Selected excerpt:

════════════════════

Looking into her track record, however, there is no denying: She knows her priorities, and she knows how to do her job.

Over the past week, I have mentioned her twice in my articles – both about online campaigns supporting her legislations on the ban on age discrimination in work places and incorporation of graphic warnings in cigarette packs.

Prior to this, she authored, co-authored, or pushed for the passage of the expanded senior citizens law, Magna Carta for Women, mandatory newborn screening, sin tax law, and the reproductive health law, among others.

We have seen her in action – along with Senator Defensor-Santiago – during the uphill battle of the RH law. We have seen her take on one of the most senior legislators, Juan Ponce Enrile, during the debates on the sin tax law.

I see her as one of the most productive lawmakers, even though some – including her brother, who recently came up with an infomercial – appears to get more media mileage.

During the 2010 senatorial elections, Senator Pia – I vaguely remember – focused her re-election campaign on her track record. Her brother, in 2013, set sights on the future and bombarded the public with his PTK (presyo, trabaho, kita) advocacy.

She placed sixth, with over 13 million votes. He placed third, with over 17 million.

The results say a lot. Senator Pia is not forgettable, but neither is she memorable enough for people to come up with her name when asked for a possible contender for the top post in 2016.

════════════════════

Data extracts:
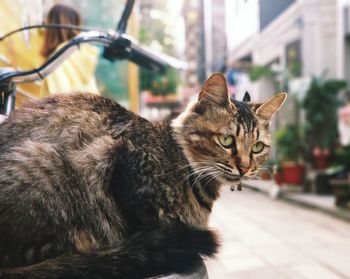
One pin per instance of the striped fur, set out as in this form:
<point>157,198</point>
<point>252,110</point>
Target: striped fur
<point>91,190</point>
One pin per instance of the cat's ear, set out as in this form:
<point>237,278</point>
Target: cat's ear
<point>215,90</point>
<point>268,109</point>
<point>246,97</point>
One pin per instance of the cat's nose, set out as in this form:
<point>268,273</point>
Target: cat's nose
<point>243,170</point>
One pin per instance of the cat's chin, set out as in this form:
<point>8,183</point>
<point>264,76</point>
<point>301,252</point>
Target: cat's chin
<point>231,179</point>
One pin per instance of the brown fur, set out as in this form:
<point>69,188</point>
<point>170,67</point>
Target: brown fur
<point>86,185</point>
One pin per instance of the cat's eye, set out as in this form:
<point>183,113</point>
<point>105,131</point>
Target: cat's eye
<point>258,147</point>
<point>226,141</point>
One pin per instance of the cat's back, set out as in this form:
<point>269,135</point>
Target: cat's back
<point>73,118</point>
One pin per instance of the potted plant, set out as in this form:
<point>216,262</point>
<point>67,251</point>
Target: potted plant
<point>289,141</point>
<point>320,105</point>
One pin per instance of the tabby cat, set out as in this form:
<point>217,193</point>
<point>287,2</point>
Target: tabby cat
<point>91,190</point>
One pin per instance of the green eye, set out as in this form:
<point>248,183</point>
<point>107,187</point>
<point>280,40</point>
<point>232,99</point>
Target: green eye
<point>226,141</point>
<point>258,147</point>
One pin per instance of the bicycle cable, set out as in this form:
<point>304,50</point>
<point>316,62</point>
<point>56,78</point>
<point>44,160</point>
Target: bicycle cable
<point>48,26</point>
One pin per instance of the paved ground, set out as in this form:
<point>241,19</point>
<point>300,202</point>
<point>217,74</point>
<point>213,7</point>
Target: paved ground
<point>266,238</point>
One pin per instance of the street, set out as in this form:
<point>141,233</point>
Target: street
<point>266,238</point>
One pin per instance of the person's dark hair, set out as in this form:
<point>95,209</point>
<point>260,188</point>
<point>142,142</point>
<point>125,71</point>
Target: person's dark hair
<point>61,14</point>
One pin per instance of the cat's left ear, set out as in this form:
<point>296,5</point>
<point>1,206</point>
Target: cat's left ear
<point>215,90</point>
<point>268,109</point>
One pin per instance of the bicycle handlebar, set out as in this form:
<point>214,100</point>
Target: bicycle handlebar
<point>117,46</point>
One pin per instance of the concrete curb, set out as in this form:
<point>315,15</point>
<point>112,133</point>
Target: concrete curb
<point>269,189</point>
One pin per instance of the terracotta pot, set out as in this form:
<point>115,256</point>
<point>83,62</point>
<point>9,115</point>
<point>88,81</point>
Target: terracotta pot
<point>293,173</point>
<point>321,158</point>
<point>265,175</point>
<point>278,176</point>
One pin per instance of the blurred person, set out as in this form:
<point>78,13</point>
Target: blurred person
<point>77,72</point>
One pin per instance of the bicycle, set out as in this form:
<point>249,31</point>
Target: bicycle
<point>117,45</point>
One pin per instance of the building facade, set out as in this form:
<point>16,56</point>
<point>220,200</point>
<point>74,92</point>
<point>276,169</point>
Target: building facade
<point>295,38</point>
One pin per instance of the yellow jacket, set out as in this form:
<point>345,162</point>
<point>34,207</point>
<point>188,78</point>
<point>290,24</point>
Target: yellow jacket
<point>75,74</point>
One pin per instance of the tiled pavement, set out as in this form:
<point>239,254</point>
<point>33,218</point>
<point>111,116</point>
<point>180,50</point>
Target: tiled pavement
<point>266,238</point>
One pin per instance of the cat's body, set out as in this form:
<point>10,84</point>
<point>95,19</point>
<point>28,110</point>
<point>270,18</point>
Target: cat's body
<point>102,192</point>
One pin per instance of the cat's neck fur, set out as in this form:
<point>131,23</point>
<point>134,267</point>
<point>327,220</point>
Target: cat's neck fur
<point>206,190</point>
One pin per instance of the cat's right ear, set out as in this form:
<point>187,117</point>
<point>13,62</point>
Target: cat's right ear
<point>214,91</point>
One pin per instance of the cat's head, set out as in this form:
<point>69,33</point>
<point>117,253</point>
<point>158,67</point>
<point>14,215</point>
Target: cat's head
<point>226,139</point>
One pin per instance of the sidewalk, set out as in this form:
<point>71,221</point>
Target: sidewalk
<point>294,194</point>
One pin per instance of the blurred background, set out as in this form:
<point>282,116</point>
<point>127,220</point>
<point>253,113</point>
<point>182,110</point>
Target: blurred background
<point>301,47</point>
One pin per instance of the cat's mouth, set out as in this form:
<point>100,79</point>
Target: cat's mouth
<point>232,177</point>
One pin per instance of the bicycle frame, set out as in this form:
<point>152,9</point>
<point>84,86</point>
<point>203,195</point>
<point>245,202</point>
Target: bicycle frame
<point>117,45</point>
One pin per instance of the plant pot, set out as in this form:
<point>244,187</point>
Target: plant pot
<point>321,158</point>
<point>293,173</point>
<point>278,176</point>
<point>265,175</point>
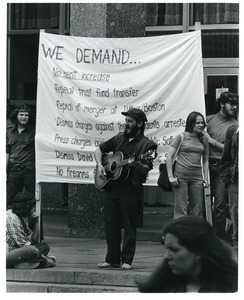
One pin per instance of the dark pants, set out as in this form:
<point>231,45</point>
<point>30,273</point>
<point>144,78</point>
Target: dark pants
<point>220,194</point>
<point>26,253</point>
<point>19,179</point>
<point>121,207</point>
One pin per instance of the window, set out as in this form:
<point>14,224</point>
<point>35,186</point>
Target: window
<point>24,23</point>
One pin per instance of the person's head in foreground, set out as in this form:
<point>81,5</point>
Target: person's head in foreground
<point>196,261</point>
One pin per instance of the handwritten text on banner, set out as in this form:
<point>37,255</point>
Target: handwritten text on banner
<point>85,83</point>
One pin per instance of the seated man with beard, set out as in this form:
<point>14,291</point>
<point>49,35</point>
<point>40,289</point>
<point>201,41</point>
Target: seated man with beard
<point>23,249</point>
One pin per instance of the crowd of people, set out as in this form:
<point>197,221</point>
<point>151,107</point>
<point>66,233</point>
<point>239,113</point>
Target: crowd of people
<point>198,257</point>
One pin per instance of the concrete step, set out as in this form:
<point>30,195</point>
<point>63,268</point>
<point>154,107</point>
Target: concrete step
<point>43,278</point>
<point>30,287</point>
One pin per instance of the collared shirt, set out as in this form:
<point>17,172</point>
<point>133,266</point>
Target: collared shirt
<point>20,146</point>
<point>17,232</point>
<point>139,145</point>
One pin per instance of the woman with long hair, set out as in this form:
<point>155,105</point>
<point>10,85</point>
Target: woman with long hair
<point>190,174</point>
<point>196,261</point>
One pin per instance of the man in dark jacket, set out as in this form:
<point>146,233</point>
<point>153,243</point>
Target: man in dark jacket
<point>217,125</point>
<point>123,198</point>
<point>20,153</point>
<point>229,170</point>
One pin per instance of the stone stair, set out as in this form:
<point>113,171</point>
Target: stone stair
<point>63,280</point>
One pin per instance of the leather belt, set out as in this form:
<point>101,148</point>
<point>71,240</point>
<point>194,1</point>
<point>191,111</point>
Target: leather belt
<point>214,161</point>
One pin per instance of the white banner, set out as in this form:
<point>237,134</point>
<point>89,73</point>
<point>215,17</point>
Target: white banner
<point>85,83</point>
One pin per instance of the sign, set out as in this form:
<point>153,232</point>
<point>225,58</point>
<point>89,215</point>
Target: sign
<point>85,83</point>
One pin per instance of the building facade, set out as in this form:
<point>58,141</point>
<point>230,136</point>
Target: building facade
<point>218,22</point>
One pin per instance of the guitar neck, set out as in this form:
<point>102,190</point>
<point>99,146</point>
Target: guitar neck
<point>128,160</point>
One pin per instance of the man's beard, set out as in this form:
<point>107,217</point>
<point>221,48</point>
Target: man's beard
<point>132,133</point>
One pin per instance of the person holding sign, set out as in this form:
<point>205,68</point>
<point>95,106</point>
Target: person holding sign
<point>130,164</point>
<point>187,179</point>
<point>20,153</point>
<point>217,126</point>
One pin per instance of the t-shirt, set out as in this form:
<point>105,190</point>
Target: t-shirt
<point>189,159</point>
<point>17,232</point>
<point>217,126</point>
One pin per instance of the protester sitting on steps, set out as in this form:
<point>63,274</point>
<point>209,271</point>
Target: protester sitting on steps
<point>196,261</point>
<point>23,249</point>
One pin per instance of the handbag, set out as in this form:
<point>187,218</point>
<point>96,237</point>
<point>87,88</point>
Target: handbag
<point>163,179</point>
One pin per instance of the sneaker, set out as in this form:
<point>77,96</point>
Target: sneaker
<point>27,265</point>
<point>107,265</point>
<point>51,258</point>
<point>126,266</point>
<point>49,262</point>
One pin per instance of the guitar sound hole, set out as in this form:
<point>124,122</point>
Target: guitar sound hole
<point>113,166</point>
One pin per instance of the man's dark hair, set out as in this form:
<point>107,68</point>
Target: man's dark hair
<point>14,113</point>
<point>226,97</point>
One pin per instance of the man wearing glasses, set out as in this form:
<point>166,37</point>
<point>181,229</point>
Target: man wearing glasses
<point>217,125</point>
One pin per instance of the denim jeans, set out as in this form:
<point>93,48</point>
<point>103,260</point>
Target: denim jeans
<point>220,194</point>
<point>121,208</point>
<point>188,195</point>
<point>233,201</point>
<point>26,253</point>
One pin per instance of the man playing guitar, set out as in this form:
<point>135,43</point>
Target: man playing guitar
<point>125,195</point>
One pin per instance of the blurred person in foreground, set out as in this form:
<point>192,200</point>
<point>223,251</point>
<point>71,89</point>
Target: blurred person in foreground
<point>23,249</point>
<point>196,261</point>
<point>227,106</point>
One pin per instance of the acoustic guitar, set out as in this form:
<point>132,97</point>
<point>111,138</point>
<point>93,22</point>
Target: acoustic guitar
<point>116,168</point>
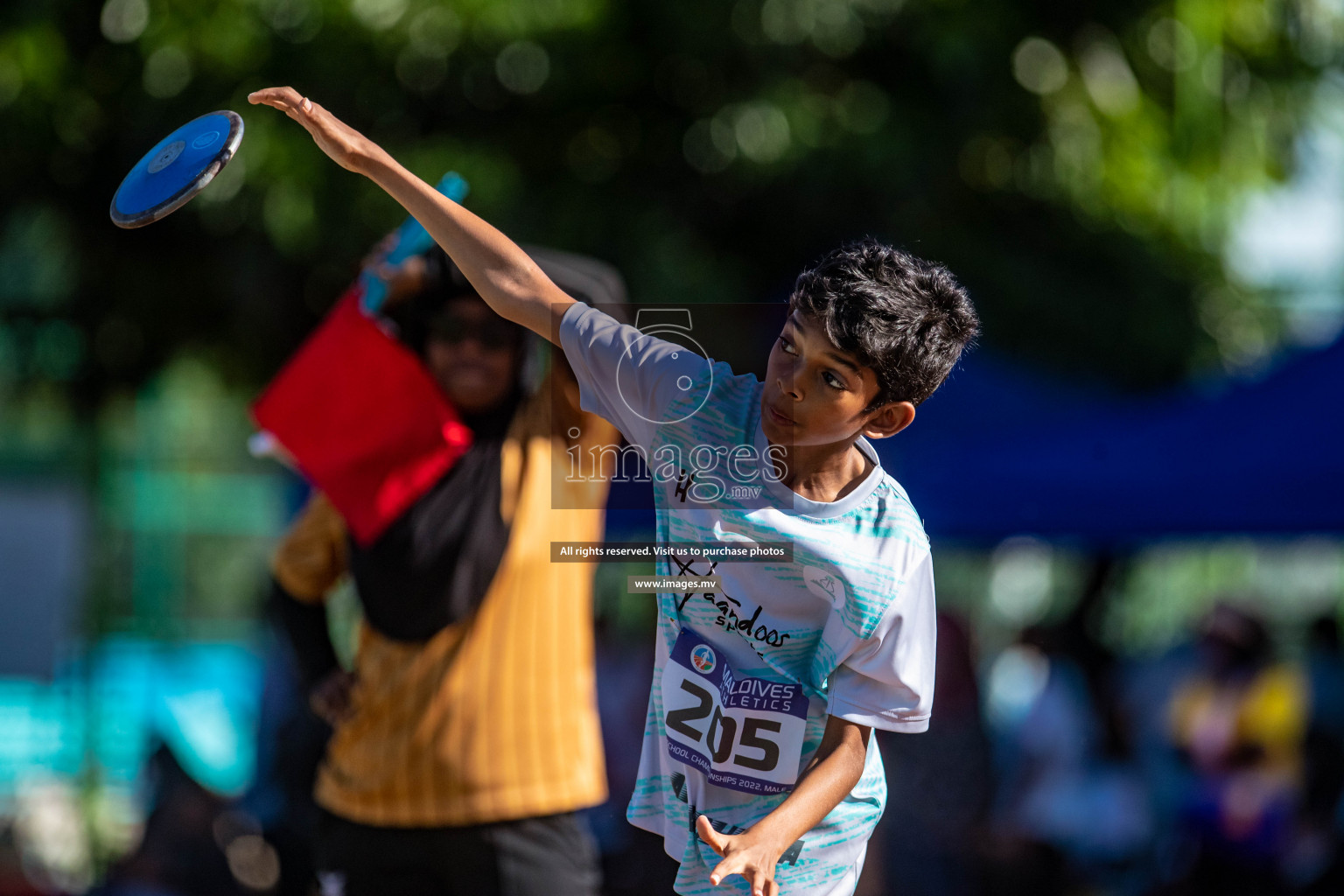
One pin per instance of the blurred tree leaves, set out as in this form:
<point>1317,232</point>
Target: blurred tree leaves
<point>1077,164</point>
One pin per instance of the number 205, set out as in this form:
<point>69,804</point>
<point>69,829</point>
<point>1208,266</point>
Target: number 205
<point>724,730</point>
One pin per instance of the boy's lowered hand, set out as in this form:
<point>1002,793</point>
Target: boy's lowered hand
<point>749,855</point>
<point>830,777</point>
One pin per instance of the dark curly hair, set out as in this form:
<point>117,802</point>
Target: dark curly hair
<point>902,316</point>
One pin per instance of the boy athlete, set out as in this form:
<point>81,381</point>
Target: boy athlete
<point>766,685</point>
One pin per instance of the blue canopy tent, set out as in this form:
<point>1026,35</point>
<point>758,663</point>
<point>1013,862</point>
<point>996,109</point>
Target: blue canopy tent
<point>1000,452</point>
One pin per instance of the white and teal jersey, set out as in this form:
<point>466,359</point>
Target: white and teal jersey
<point>747,672</point>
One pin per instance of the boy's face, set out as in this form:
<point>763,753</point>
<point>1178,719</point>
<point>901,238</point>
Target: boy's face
<point>816,394</point>
<point>473,355</point>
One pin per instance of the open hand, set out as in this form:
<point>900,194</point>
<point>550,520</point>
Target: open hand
<point>346,145</point>
<point>741,856</point>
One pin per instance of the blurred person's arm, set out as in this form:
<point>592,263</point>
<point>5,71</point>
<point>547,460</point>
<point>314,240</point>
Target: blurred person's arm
<point>506,277</point>
<point>306,564</point>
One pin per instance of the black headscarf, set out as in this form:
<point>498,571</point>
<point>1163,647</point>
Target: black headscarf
<point>433,564</point>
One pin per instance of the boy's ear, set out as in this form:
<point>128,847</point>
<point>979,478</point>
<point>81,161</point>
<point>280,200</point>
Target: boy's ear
<point>889,419</point>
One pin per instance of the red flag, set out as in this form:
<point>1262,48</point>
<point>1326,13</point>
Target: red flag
<point>363,419</point>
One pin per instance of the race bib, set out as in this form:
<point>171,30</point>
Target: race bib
<point>745,734</point>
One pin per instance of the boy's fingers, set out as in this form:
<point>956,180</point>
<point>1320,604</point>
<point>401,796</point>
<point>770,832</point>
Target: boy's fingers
<point>718,843</point>
<point>724,870</point>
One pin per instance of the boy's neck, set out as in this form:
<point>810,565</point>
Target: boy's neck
<point>824,473</point>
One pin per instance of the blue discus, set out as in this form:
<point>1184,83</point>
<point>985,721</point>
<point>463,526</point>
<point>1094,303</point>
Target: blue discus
<point>176,170</point>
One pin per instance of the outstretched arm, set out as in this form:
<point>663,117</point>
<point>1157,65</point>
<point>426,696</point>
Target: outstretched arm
<point>501,273</point>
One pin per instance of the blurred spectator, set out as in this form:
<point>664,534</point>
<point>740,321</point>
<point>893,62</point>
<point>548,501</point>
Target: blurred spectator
<point>1071,806</point>
<point>1238,723</point>
<point>1316,864</point>
<point>466,738</point>
<point>938,785</point>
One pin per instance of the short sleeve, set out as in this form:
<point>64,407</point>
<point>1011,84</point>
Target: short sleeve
<point>626,376</point>
<point>886,680</point>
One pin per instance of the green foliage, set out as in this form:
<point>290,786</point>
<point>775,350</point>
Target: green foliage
<point>1077,164</point>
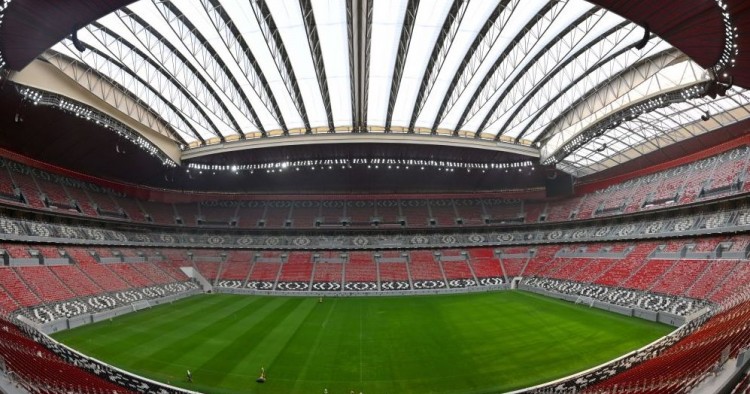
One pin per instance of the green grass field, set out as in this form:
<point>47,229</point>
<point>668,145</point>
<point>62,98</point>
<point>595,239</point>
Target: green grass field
<point>471,343</point>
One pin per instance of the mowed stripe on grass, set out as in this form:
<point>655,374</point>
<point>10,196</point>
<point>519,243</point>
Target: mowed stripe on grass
<point>467,343</point>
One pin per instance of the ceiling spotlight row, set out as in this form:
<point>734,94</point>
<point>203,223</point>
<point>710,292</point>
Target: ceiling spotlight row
<point>38,97</point>
<point>731,37</point>
<point>376,163</point>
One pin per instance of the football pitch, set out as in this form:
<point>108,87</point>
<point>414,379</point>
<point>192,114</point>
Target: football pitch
<point>467,343</point>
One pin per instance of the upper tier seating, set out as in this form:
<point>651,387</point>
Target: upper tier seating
<point>712,177</point>
<point>680,367</point>
<point>361,267</point>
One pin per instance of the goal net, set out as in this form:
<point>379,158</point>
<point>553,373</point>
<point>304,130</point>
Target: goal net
<point>585,301</point>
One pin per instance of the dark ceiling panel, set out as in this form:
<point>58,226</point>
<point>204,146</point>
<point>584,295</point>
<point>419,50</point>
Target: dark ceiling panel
<point>695,27</point>
<point>54,137</point>
<point>31,26</point>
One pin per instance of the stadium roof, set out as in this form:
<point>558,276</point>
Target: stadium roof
<point>568,81</point>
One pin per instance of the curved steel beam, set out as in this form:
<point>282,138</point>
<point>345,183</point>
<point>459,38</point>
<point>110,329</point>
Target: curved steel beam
<point>280,57</point>
<point>437,58</point>
<point>575,82</point>
<point>313,41</point>
<point>663,58</point>
<point>580,20</point>
<point>241,53</point>
<point>138,26</point>
<point>122,90</point>
<point>488,27</point>
<point>403,49</point>
<point>359,21</point>
<point>109,34</point>
<point>200,48</point>
<point>557,70</point>
<point>500,60</point>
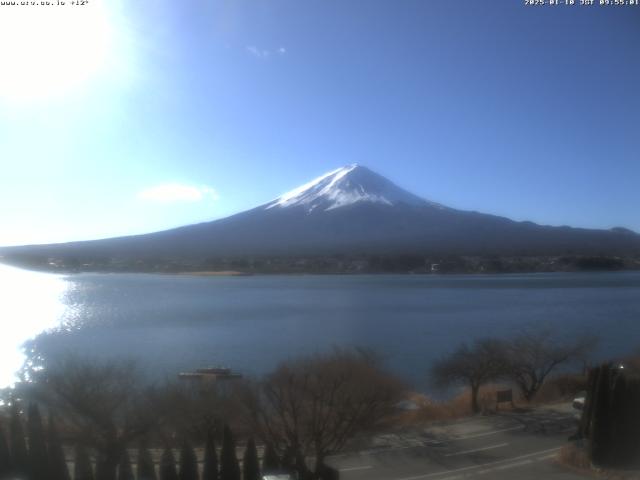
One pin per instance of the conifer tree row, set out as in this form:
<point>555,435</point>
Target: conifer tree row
<point>611,417</point>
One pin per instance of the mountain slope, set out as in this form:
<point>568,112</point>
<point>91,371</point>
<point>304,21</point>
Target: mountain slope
<point>351,210</point>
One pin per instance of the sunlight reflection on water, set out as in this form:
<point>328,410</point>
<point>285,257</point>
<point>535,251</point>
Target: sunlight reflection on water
<point>30,303</point>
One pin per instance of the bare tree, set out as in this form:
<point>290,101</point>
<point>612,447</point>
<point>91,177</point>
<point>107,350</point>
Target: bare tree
<point>534,354</point>
<point>482,362</point>
<point>313,406</point>
<point>105,404</point>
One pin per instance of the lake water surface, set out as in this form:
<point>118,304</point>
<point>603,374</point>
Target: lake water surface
<point>174,323</point>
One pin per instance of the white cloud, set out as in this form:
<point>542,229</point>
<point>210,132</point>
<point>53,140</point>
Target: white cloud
<point>175,192</point>
<point>263,53</point>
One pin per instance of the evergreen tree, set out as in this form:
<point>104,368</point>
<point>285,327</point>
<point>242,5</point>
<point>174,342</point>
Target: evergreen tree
<point>125,471</point>
<point>633,439</point>
<point>270,460</point>
<point>82,468</point>
<point>38,465</point>
<point>229,468</point>
<point>250,465</point>
<point>188,463</point>
<point>5,457</point>
<point>587,410</point>
<point>210,470</point>
<point>168,466</point>
<point>600,433</point>
<point>18,445</point>
<point>58,469</point>
<point>146,468</point>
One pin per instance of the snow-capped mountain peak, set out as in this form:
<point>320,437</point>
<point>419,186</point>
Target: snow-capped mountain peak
<point>346,186</point>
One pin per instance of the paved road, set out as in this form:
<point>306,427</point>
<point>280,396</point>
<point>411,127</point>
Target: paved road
<point>514,446</point>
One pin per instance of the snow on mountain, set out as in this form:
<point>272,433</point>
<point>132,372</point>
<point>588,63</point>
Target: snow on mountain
<point>346,186</point>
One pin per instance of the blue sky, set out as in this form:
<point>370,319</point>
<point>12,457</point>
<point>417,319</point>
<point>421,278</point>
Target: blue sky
<point>128,117</point>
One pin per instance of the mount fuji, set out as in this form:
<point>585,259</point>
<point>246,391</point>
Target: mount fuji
<point>348,211</point>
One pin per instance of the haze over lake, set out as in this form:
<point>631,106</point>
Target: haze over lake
<point>176,323</point>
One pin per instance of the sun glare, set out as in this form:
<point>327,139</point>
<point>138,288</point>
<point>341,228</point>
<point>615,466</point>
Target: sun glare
<point>47,51</point>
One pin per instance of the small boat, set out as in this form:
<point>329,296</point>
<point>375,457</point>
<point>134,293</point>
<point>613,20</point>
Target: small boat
<point>211,373</point>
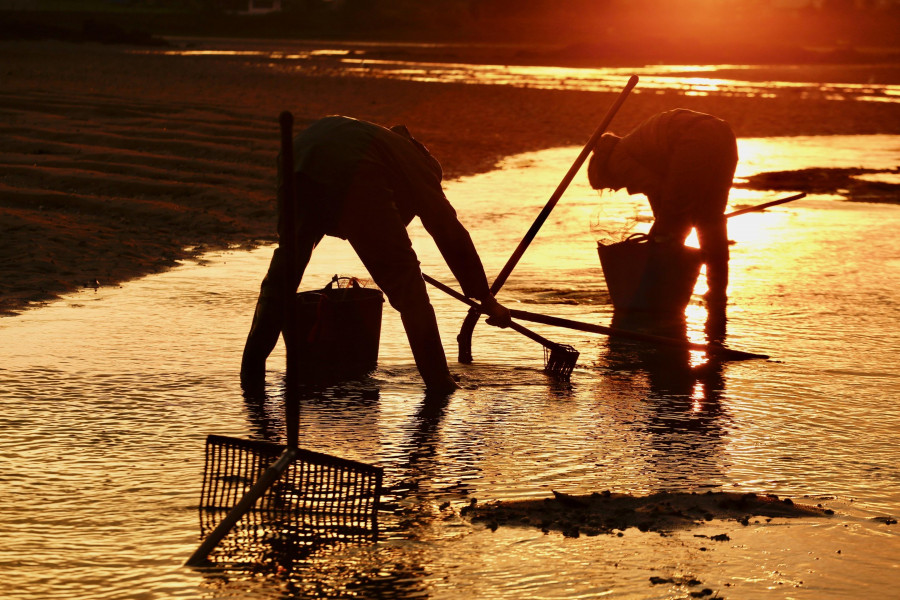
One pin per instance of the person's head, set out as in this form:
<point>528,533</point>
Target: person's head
<point>600,175</point>
<point>611,167</point>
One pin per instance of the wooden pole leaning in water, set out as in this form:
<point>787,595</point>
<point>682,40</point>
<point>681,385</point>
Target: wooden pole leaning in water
<point>464,338</point>
<point>287,243</point>
<point>710,349</point>
<point>764,205</point>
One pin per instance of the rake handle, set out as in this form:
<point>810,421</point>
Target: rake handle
<point>561,188</point>
<point>711,349</point>
<point>464,338</point>
<point>244,505</point>
<point>288,242</point>
<point>765,205</point>
<point>477,307</point>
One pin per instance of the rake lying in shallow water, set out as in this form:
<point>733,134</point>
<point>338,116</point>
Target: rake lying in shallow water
<point>280,493</point>
<point>559,359</point>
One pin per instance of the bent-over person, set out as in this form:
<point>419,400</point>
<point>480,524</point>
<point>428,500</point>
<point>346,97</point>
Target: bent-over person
<point>684,162</point>
<point>365,183</point>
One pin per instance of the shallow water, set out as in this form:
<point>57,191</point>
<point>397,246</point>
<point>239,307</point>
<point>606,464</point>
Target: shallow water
<point>107,397</point>
<point>865,82</point>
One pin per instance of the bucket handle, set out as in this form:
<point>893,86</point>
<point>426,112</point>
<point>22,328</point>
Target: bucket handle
<point>336,283</point>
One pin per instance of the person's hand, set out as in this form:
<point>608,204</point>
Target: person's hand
<point>498,315</point>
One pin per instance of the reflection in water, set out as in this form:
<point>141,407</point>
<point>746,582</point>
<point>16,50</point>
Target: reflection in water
<point>107,398</point>
<point>689,80</point>
<point>685,415</point>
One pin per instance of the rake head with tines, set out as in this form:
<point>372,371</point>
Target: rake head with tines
<point>319,500</point>
<point>560,360</point>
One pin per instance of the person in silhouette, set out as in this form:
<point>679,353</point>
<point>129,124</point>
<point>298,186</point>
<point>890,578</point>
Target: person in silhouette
<point>365,183</point>
<point>684,162</point>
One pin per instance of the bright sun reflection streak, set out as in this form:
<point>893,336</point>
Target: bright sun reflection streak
<point>656,78</point>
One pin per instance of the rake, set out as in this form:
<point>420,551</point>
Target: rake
<point>284,496</point>
<point>464,338</point>
<point>559,359</point>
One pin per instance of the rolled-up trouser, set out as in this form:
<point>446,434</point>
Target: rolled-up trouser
<point>377,232</point>
<point>701,171</point>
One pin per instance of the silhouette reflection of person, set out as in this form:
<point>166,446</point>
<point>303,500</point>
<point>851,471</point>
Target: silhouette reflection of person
<point>684,162</point>
<point>365,183</point>
<point>686,416</point>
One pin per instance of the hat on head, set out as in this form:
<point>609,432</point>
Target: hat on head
<point>598,167</point>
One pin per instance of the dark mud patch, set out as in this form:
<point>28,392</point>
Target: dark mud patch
<point>608,513</point>
<point>850,183</point>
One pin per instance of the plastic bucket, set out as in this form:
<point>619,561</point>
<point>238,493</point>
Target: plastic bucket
<point>645,276</point>
<point>338,330</point>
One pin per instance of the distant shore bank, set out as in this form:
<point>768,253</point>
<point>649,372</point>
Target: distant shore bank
<point>118,164</point>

════════════════════

What you are asked to do: Summarize the excerpt about Senator Pia's record in two sentences.

Your solution: Senator Pia has authored, co-authored, or pushed for laws including the expanded senior citizens law, the Magna Carta for Women, mandatory newborn screening, the sin tax law, and the reproductive health law, and the writer considers her one of the most productive lawmakers. Her brother appears to get more media mileage and placed third with over 17 million votes to her sixth with over 13 million, and she is not memorable enough for people to name her as a possible contender for the top post in 2016.